(Stored items)
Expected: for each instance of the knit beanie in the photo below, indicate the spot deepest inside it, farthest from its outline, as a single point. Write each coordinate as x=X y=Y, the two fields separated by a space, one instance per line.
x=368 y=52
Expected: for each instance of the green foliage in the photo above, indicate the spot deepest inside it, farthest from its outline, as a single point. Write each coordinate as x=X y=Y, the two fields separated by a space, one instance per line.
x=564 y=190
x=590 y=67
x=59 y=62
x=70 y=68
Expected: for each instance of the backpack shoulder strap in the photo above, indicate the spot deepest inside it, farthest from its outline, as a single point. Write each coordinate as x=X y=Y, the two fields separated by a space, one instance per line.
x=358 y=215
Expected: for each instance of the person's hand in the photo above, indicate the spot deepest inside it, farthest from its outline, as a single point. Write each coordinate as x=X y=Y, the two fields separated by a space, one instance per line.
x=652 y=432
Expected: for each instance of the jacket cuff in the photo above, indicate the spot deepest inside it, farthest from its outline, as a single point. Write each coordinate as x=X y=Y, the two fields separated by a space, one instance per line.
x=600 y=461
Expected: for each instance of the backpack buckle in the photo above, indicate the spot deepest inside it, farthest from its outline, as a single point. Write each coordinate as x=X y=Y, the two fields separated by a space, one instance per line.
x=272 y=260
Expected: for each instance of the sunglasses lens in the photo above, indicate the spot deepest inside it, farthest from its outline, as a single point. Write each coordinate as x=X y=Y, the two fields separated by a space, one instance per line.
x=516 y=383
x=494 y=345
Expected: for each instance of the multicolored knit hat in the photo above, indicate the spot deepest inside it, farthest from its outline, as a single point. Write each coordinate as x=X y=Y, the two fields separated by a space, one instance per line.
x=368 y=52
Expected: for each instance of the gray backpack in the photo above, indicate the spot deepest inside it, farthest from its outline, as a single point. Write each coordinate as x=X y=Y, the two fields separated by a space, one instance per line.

* Exercise task: Output all preceding records character for character.

* Output of the task:
Expected: for each instance of the knit beanie in the photo below, indicate the spot deepest inside it, farthest from its outline, as a single point. Write each coordinate as x=X y=Y, the two fields separated by a space, one instance per line.
x=368 y=52
Expected: for each instance of the green foliage in the photo above, indicate the spot deepest inside it, farthest from its outline, as a single point. Write each coordinate as x=X y=Y, the two fields separated by a space, one instance per line.
x=564 y=190
x=590 y=67
x=59 y=62
x=70 y=68
Expected: for each instance of the backpack shoulder strap in the photo above, indicate the spot deepest inside it, farthest from its outline, as a single point. Write each coordinate as x=X y=Y, the two fields separated by a space, one instance per line.
x=358 y=215
Expected: for each instance of the person's hand in the photo above, indicate the spot deepest inside it, farthest from its outline, as a single point. Write each coordinate as x=X y=Y, the two fields separated by a space, one instance per line.
x=652 y=432
Expected: for each instance of the jacket cuff in the photo above, indicate the spot deepest inside it, farthest from its outline, as a single point. Write each coordinate as x=X y=Y, the two fields separated by a space, one instance per line.
x=600 y=461
Expected: for each instance of the backpack buckle in the photo above, indicate the spot deepest inside it, farthest from its outline, as a single point. Write each coordinate as x=X y=Y, the two fields separated by a space, one instance per line.
x=272 y=260
Expected: for each instance of the sunglasses lens in the photo above, indicate the spot deepest inside it, farthest from its outline, as a single point. Write each coordinate as x=X y=Y, the two fields separated by a space, one instance per line.
x=516 y=383
x=494 y=345
Expected: for each instance of the multicolored knit hat in the photo above, indicate the spot deepest inside it, farthest from its outline, as a single point. Write each coordinate as x=X y=Y, the two fields separated by a space, one instance per line.
x=368 y=52
Expected: for each instance of the gray backpack in the photo above, indicate the spot deepest inside it, farthest from its outline, as a single point. Write each coordinate as x=X y=Y, the two fields separated by a space, one instance per line.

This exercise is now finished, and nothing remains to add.